(Exercise data begins)

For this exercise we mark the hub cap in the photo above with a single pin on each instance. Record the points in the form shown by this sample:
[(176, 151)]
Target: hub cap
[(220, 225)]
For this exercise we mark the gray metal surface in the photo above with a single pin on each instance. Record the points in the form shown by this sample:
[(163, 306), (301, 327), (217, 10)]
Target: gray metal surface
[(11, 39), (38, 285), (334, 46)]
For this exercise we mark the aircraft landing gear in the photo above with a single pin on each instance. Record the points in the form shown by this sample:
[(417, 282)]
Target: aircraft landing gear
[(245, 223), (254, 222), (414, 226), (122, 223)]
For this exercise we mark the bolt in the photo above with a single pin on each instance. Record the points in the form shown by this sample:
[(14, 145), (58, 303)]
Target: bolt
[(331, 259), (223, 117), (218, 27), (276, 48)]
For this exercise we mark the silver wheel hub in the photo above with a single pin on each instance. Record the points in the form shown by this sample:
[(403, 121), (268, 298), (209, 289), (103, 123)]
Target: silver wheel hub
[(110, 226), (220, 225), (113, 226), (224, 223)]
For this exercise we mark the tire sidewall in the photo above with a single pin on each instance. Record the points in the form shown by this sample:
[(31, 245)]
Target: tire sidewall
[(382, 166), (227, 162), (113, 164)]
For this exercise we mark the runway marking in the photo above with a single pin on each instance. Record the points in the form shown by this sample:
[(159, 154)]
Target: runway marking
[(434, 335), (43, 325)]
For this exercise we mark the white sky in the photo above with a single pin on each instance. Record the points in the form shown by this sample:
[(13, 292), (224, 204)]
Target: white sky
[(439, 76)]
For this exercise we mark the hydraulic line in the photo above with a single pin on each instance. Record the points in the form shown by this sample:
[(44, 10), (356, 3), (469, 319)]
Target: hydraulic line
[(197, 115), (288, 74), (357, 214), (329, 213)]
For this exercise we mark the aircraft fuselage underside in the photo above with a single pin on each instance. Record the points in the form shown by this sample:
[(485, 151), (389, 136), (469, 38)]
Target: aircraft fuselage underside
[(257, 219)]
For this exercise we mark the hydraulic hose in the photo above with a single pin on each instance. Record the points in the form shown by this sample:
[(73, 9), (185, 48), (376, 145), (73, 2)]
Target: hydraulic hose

(Exercise data ends)

» Activity: Please output the exact lines of the records above, beginning with the first and stopping after the line that holds "[(485, 151), (389, 136), (469, 38)]", and nothing else.

» Reply:
For this exercise we mark the hub cap in the photo above with a single pin on each instance. Record the points in the form shown by this sample:
[(176, 151)]
Target: hub cap
[(220, 225)]
For this exercise we mark the gray metal surface in the photo above with a single pin on each instance. Record the points in the form shown by this sample:
[(163, 306), (301, 327), (217, 10)]
Target: gray metal surface
[(11, 39), (38, 285), (334, 46)]
For this exercise we mark the aircraft landing gear in the photo above with a single pin on each instance. Record the points in the form shown by this sample:
[(417, 282)]
Target: aircraft landing gear
[(245, 223), (254, 222), (414, 226), (122, 223)]
For this exercise we mark the bolt in the photo above with a single pin on each instance. Record the points in the form shown by this sample:
[(14, 145), (58, 303)]
Target: bolt
[(331, 259), (223, 117), (218, 27), (276, 48)]
For this exercise we mark the silver wheel hub in the photo above with a single pin on each instance. Record the points in the form shown by this sample:
[(403, 121), (268, 298), (209, 289), (103, 123)]
Target: silver wheel hub
[(110, 226), (220, 225), (113, 226), (224, 223)]
For this exercise we mark the tire sidewall in the photo above with a single pin on each instance. Record the points in the form shown by this sample:
[(31, 245)]
Target: tire sidewall
[(382, 166), (227, 162), (113, 164)]
For this exercise we mark the runway marking in the photo above with a single pin on each instance. Record the points in the form shown by this sample:
[(159, 154)]
Target: runway marking
[(434, 335), (43, 325)]
For this exercise we mark the white sky in the photo above with a single pin on each instance. Record the points in the form shown by this sample:
[(13, 292), (224, 204)]
Target: white sky
[(439, 76)]
For this exercise we mark the hydraulic line in the photo above with a single pin on each instance. Record the points in the form shown by this sample:
[(44, 10), (356, 3), (469, 319)]
Target: hydraulic line
[(197, 115), (288, 74), (357, 214), (329, 213)]
For this exercise we mark the aircraft fuselage underside in the photo above with a single pin on each instance. Record the points in the form shown by this sample:
[(485, 151), (389, 136), (469, 38)]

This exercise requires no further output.